__GIVEN DATA__.

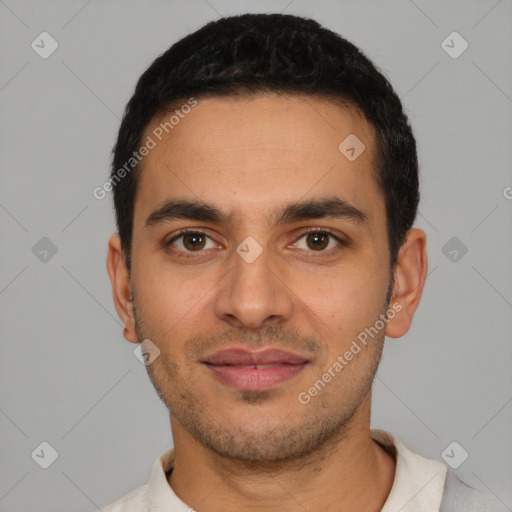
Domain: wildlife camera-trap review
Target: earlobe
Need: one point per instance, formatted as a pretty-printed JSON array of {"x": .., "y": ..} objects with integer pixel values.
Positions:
[
  {"x": 409, "y": 279},
  {"x": 121, "y": 287}
]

__EXERCISE OBJECTIVE__.
Please update the records, replacing "camera-trap" with "trail-camera" and leaving everything else unchanged. Leave the pictures out of your answer.

__WRITTEN SOLUTION__.
Domain: wildlife trail-camera review
Target: earlobe
Need: one point per instance, formatted as a pretty-printed JSON array of {"x": .., "y": ..} objects with integer pixel values.
Positions:
[
  {"x": 409, "y": 279},
  {"x": 121, "y": 287}
]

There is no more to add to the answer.